◆ TASK REQUIREMENTS
1 – Decide whether each statement below agrees with the article about the Archbishop of Canterbury selection panel, answering yes or no and quoting the exact words of the article that settle it. (a) Harrison was voted into his position by the General Synod in 2007. (b) The commission has twelve members. (c) The commission's first meeting is expected to take place in May.
2 – Please write the next part of the article about the Archbishop of Canterbury selection panel, picking up after its final sentence.

Archbishop panel member believes gay people can ‘change’

A leading member of the Church of England who believes some gay people can be counselled to suppress or possibly change their sexual orientation is helping to select the next Archbishop of Canterbury.

Glynn Harrison, emeritus professor of psychiatry at Bristol University, is on the powerful Crown Nominations Commission (CNC), which will chose a successor to Rowan Williams to be approved by the prime minister and the Queen.

Harrison’s role on the 16-strong panel has triggered alarm among liberal Anglicans who fear it could deepen existing divisions over homosexuality in a church already riven by the issues of holding gay civil ceremonies in churches and the ordination of gay bishops.

Reverend Colin Coward, director of Changing Attitude, the campaign for the full inclusion of gay, lesbian, bisexual and transgender people in the Anglican communion, said Harrison’s position on the CNC appeared “cranky in the extreme”.

Harrison’s supporters insist his views reflect a substantial section of Anglican opinion about homosexuality and it would be impossible to elect a new leader of an estimated 50-million church-goers worldwide without such views being represented.

Harrison has written recent articles that reveal he believes that gay relationships “fall short of God’s purpose in creation”. He supports therapy programmes and pastoral ministry, saying “there is evidence that some people with unwanted same sex attractions can achieve significant change”.

Harrison is one of three lay members of the panel charged with nominating a successor to Rowan Williams and was voted into his position by the Church of England’s General Synod in 2007. The commission’s first meeting is expected to take place in May.

Ethical framework
In 2011 Harrison co-authored an article entitled Unwanted same-sex attraction: Issues of pastoral and counselling support, published by the Christian Medical Fellowship. It asserts: “People with unwanted SSA [same sex attraction] who seek to live in conformity with their beliefs should be free to receive appropriate and responsible practical care and counsel.

“Most may choose counselling and pastoral support to maintain, within a Christian ethical framework, the disciplines of chastity. Others may wish to explore the possibility of achieving some degree of change in the strength or direction of unwanted sexual interests.”

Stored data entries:
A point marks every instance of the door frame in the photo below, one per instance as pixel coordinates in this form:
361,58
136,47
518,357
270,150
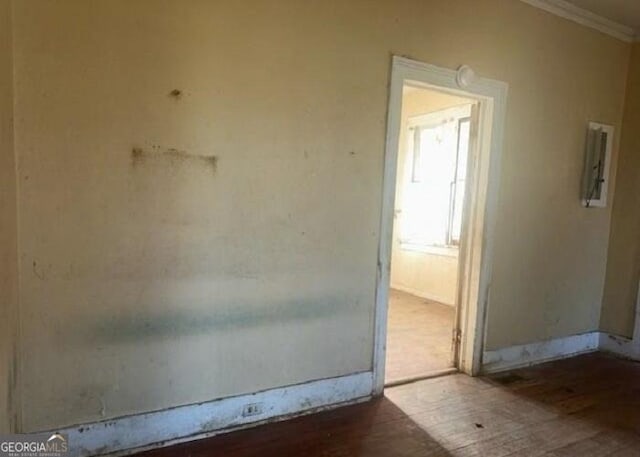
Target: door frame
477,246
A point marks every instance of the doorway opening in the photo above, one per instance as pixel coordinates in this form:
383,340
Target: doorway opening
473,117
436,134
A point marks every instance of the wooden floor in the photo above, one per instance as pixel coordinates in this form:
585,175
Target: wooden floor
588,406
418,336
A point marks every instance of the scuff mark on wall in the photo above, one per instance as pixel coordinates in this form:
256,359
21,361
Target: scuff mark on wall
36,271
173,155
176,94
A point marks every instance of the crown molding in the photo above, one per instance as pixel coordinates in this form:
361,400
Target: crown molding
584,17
---
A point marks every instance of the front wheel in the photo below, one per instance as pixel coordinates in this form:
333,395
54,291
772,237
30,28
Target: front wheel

◆ ANSWERS FOR THIS EXERCISE
1 –
(a) Yes: "was voted into his position by the Church of England’s General Synod in 2007"
(b) No: "the 16-strong panel"
(c) Yes: "The commission’s first meeting is expected to take place in May."

2 –
“It seems the Church is trying to give equal weight to those against homosexuality as those who are for it,” said Coward. “In 21st century British society this is insane. I think the next Archbishop of Canterbury needs to be chosen by somebody who is fully confident with lesbian, gay, bisexual and transgender people in the church because the church stance on this has to change radically. The presence of somebody like Glynn Harrison on the CNC really is unacceptable.”

Canon Giles Goddard, chairperson of the Inclusive Church movement, said any suggestion that gay people may be able to alter their sexuality through courses or therapy was “dangerous”.

“These views have caused damage in the past for people who have got caught up in re-orientation programmes,” he said. “I am sure Glynn will make sure the best person is appointed to the job regardless of his personal views.”

He pointed out that there were also more liberal Anglicans on the panel, including Mary Johnston, a campaigner for women bishops.

Reverend Peter Ould, a supporter of Harrison’s work and a writer on Christianity and sexual identity, said Harrison’s position was not as radical as that of some evangelicals and Catholics whose views need to be represented in the selection of the next Anglican leader.

Changing sexual preferences through therapy
“Most evangelicals and traditional Catholics would say homosexual practice is wrong,” said Ould, who is married and said he “left homosexuality behind” after regarding himself as gay for many years. “The issue is what to do with those people … Some would say you can support them to change their sexual preferences through therapy. A conservative perspective on matters of human sexuality needs to be represented on the CNC.”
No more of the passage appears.